Directions =>
Render the lines below as a JSON array of strings, one string per line, with blank lines omitted.

----- Material to process

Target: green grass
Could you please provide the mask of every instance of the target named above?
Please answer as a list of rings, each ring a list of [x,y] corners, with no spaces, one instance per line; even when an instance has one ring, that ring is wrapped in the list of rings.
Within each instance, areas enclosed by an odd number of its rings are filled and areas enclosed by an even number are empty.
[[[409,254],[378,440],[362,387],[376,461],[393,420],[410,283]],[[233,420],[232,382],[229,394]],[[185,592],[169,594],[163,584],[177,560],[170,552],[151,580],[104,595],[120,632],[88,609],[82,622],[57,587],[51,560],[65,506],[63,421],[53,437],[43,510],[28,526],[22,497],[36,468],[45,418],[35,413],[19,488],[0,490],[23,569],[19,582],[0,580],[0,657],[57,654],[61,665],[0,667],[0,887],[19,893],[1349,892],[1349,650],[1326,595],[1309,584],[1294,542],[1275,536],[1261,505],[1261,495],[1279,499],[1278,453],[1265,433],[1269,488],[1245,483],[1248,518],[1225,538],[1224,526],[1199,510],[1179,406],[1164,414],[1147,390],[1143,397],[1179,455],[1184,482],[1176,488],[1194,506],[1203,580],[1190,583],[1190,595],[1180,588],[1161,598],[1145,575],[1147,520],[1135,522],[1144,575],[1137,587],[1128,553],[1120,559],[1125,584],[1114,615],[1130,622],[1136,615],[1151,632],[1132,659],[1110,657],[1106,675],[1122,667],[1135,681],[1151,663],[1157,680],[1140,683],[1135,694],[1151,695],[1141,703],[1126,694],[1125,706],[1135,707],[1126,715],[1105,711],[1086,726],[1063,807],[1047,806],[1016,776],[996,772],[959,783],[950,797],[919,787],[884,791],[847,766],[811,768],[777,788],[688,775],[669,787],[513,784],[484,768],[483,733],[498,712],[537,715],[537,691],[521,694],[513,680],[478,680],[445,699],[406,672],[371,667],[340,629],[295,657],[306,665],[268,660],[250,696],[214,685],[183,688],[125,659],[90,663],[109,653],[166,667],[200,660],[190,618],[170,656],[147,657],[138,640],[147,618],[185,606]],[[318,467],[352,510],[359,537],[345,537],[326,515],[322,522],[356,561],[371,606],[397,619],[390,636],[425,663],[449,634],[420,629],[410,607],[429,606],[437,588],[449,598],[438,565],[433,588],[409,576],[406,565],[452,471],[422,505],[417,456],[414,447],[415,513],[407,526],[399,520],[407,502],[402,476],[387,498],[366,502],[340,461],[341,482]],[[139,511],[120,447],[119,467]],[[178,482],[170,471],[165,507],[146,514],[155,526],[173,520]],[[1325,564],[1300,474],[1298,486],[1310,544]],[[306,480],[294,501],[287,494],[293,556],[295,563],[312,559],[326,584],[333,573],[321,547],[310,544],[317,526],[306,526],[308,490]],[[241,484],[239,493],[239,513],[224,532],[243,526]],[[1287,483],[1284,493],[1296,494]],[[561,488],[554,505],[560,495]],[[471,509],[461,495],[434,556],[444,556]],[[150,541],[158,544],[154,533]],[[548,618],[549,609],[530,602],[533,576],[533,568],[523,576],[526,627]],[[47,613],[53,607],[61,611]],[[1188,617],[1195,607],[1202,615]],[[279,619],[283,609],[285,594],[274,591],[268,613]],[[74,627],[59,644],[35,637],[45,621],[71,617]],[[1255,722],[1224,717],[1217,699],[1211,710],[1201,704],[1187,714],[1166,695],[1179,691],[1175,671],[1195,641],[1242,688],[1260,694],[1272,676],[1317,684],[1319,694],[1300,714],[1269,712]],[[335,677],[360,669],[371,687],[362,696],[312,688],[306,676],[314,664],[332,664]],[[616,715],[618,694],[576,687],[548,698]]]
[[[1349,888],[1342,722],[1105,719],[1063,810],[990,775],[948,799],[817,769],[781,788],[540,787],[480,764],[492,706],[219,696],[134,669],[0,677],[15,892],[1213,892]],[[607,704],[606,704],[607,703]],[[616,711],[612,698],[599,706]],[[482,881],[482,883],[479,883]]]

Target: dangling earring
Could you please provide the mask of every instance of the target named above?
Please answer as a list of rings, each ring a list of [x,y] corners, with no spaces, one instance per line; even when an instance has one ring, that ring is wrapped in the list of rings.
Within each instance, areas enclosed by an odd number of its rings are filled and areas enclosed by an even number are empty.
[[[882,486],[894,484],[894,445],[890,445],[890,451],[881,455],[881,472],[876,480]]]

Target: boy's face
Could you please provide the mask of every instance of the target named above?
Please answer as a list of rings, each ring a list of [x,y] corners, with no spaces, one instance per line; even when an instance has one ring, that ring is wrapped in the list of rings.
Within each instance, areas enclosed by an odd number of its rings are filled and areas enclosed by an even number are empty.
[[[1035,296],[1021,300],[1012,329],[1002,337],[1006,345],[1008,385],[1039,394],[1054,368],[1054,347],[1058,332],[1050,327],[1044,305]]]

----------

Full answer =>
[
  "Target: green grass",
  "Could you please provide the mask of every instance of the target named above?",
  "Please answer as a list of rings, each ring a list of [x,y] corners, with no spaces, one instance per line; even when an instance has one ring, that ring is wrapped in the list of rings.",
  "Within each instance, areas enclosed by an odd number of its rings are filled and areas enclosed by an even number are empty.",
  "[[[409,254],[378,440],[362,387],[376,461],[393,420],[410,283]],[[233,420],[232,382],[229,394]],[[185,592],[169,594],[163,584],[177,560],[170,552],[151,580],[104,595],[120,632],[88,609],[82,622],[57,587],[51,560],[65,506],[63,421],[53,437],[43,510],[28,526],[22,497],[36,468],[45,418],[35,413],[19,488],[0,490],[23,569],[19,582],[0,580],[0,657],[57,654],[61,665],[0,667],[0,887],[19,893],[1349,892],[1349,650],[1326,595],[1309,584],[1294,542],[1275,536],[1261,505],[1261,495],[1279,499],[1278,453],[1265,433],[1269,488],[1245,483],[1248,518],[1225,538],[1224,526],[1199,510],[1179,406],[1164,414],[1147,390],[1143,397],[1179,455],[1184,482],[1176,488],[1194,506],[1203,580],[1190,583],[1190,595],[1180,588],[1161,598],[1145,575],[1147,520],[1135,522],[1144,575],[1137,587],[1128,553],[1120,559],[1125,584],[1114,615],[1130,622],[1136,615],[1151,632],[1132,659],[1110,657],[1106,675],[1122,667],[1135,681],[1151,663],[1157,680],[1140,683],[1135,694],[1151,695],[1141,703],[1126,694],[1125,706],[1135,707],[1126,715],[1105,711],[1086,726],[1063,807],[1047,806],[1016,776],[996,772],[959,783],[950,797],[919,787],[884,791],[847,766],[811,768],[777,788],[688,775],[669,787],[513,784],[484,768],[483,733],[498,712],[537,715],[537,691],[521,694],[513,680],[478,680],[445,699],[406,672],[371,667],[340,629],[295,657],[306,665],[268,660],[250,696],[214,685],[183,688],[125,659],[90,663],[109,653],[166,667],[200,660],[190,618],[170,656],[147,657],[138,640],[147,618],[185,606]],[[318,467],[352,510],[359,537],[345,537],[326,515],[322,522],[356,561],[371,606],[397,619],[390,636],[425,663],[449,634],[420,629],[410,607],[429,606],[437,588],[449,598],[438,565],[433,588],[409,576],[406,565],[452,471],[422,505],[417,456],[414,447],[415,513],[407,526],[399,520],[407,502],[402,476],[387,498],[366,502],[340,461],[341,482]],[[139,511],[120,447],[119,467]],[[178,482],[170,471],[165,507],[146,514],[155,526],[173,520]],[[1325,564],[1300,474],[1298,486],[1310,544]],[[306,480],[294,501],[287,494],[293,556],[295,563],[312,559],[326,584],[333,573],[321,547],[310,544],[317,526],[306,526],[308,490]],[[241,484],[239,493],[239,513],[224,532],[243,526]],[[1287,483],[1284,493],[1296,494]],[[561,488],[554,505],[560,495]],[[471,509],[461,495],[434,556],[444,556]],[[150,541],[158,544],[154,533]],[[548,618],[549,609],[530,602],[533,576],[533,568],[523,576],[526,627]],[[47,613],[53,607],[61,611]],[[1188,617],[1195,607],[1202,615]],[[279,619],[283,609],[285,594],[274,591],[268,613]],[[74,627],[59,644],[35,637],[45,621],[71,617]],[[1255,722],[1224,717],[1217,699],[1211,710],[1201,704],[1187,714],[1166,695],[1179,691],[1175,671],[1195,641],[1242,688],[1260,694],[1272,676],[1317,684],[1319,694],[1300,714],[1269,712]],[[335,677],[360,669],[371,687],[362,696],[312,688],[306,676],[314,664],[332,664]],[[616,715],[618,694],[576,687],[548,698]]]",
  "[[[1349,888],[1342,722],[1105,719],[1063,810],[990,775],[948,799],[817,769],[781,788],[540,787],[480,764],[492,706],[219,696],[134,669],[0,677],[15,892],[1213,892]],[[607,704],[606,704],[607,703]],[[616,711],[612,698],[599,706]],[[482,881],[482,883],[479,883]]]",
  "Target: dangling earring",
  "Could you please provide the mask of every instance of the target named above?",
  "Please answer as a list of rings, each ring a list of [x,y] corners, with no spaces, one instance per line; even when an instance has one ring, that ring is wrapped in the list of rings.",
  "Within each instance, areas enclosed by an odd number of its rings are filled and areas enclosed by an even number are empty.",
  "[[[882,486],[894,484],[894,445],[890,445],[890,451],[881,455],[881,472],[876,480]]]",
  "Target: boy's face",
  "Could you please provide the mask of every instance of the target named above?",
  "Please answer as a list of rings, each ring a list of [x,y] corners, with no spaces, one instance per line; even when an instance has one ring, that ring is wrapped in the list of rings.",
  "Within each instance, areas enclosed by an odd number of its rings are filled and areas enclosed by an even number are empty.",
  "[[[1035,296],[1021,300],[1012,329],[1002,337],[1006,345],[1008,385],[1039,394],[1054,368],[1054,347],[1058,332],[1050,327],[1044,305]]]"
]